**HOW TO COMPLETE THIS TASK:** For this exercise, repeat the records below exactly as written.
[[ SOURCE MATERIAL, beginning ]]
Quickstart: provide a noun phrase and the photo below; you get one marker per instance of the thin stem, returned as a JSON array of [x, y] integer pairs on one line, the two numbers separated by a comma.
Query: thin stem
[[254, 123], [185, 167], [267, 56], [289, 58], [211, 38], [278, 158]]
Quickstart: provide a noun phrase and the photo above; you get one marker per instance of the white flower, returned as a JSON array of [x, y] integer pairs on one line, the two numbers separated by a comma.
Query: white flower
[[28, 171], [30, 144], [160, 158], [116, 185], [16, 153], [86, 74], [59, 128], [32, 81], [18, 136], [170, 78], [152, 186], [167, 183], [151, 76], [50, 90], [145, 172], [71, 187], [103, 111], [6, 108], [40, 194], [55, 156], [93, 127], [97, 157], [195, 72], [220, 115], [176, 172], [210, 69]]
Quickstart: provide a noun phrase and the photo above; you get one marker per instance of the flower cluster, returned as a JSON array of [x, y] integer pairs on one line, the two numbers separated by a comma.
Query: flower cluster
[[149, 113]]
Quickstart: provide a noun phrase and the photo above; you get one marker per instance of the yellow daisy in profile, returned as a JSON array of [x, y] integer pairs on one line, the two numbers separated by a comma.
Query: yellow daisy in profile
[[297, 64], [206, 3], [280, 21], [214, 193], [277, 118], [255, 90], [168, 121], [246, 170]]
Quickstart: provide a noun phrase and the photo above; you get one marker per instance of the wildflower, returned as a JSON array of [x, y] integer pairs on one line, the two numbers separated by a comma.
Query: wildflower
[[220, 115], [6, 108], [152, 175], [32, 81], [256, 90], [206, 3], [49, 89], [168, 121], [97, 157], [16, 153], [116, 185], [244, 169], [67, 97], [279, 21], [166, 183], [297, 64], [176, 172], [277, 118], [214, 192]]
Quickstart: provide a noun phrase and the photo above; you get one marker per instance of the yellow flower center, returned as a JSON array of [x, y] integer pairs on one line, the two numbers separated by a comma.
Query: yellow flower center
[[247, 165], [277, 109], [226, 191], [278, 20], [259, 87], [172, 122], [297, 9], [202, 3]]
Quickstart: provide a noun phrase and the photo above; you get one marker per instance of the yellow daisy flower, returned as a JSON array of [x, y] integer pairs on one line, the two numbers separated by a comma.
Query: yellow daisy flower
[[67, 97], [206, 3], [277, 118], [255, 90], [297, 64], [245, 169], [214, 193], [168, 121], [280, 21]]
[[ SOURCE MATERIAL, end ]]
**REPLY TO THE TASK:**
Quickstart: provide a noun phrase and the photo below; you get one marker per instance of the thin stem, returned as a JSON array of [x, y] integer pairs on one line, the two numbers separated by a comma.
Query: thin stem
[[254, 123], [185, 167], [267, 56], [289, 58], [211, 38], [278, 158]]
Quickstart: provide a noun phrase and the photo above; you get one marker per instance of the white flower, returned as a JSON array of [x, y] integer pairs on one line, the two numbers separated by a comma.
Query: white flower
[[28, 171], [30, 144], [160, 158], [116, 185], [16, 153], [86, 74], [59, 128], [32, 81], [18, 136], [170, 78], [152, 186], [167, 183], [151, 76], [50, 90], [145, 172], [71, 187], [103, 111], [6, 108], [40, 194], [55, 156], [93, 127], [97, 157], [195, 72], [220, 115], [176, 172], [210, 69]]
Quickstart: provide a noun phrase and the photo above; you get one marker per instance of the flower cluster, returned as a JSON array of [x, y] integer pairs on one line, the two numbers separated by a comma.
Query: flower cluster
[[149, 113]]
Quickstart: provide a noun phrase and the photo above; you get one marker per instance of the yellow daisy in profile, returned as a JSON array of [x, y] integer pairs on one line, the two numbers separated by a comma.
Query: yellow daisy in profile
[[297, 64], [206, 3], [280, 21], [214, 193], [277, 118], [255, 90], [168, 121], [246, 170]]
Quickstart: provide a noun phrase and the photo above; you get one marker per instance of the wildflower, returned as a JSON array of [x, y] integer pairs on one line, the two numbers separated by a comma.
Query: wildflower
[[220, 115], [6, 108], [152, 175], [32, 81], [256, 90], [206, 3], [49, 89], [168, 121], [97, 157], [16, 153], [116, 185], [244, 169], [67, 97], [279, 21], [166, 183], [297, 64], [176, 172], [277, 118], [214, 192]]
Quickstart: provide a noun phrase and the photo above; you get one marker per instance of the yellow flower center, returned as a JSON array of [x, y] integer pairs on one line, the two numbers separated by a comma.
Query: yellow flower center
[[247, 165], [277, 109], [226, 191], [278, 20], [259, 87], [172, 122], [297, 9], [202, 3]]
Quickstart: provide a noun phrase and the photo above; you get one marker per instance of the yellow daisy flower, returned as a JSON array of [x, y] integer pairs on one line, the two numbers separated by a comma.
Query: yellow daisy flower
[[67, 97], [206, 3], [277, 118], [255, 90], [297, 64], [245, 169], [214, 193], [168, 121], [280, 21]]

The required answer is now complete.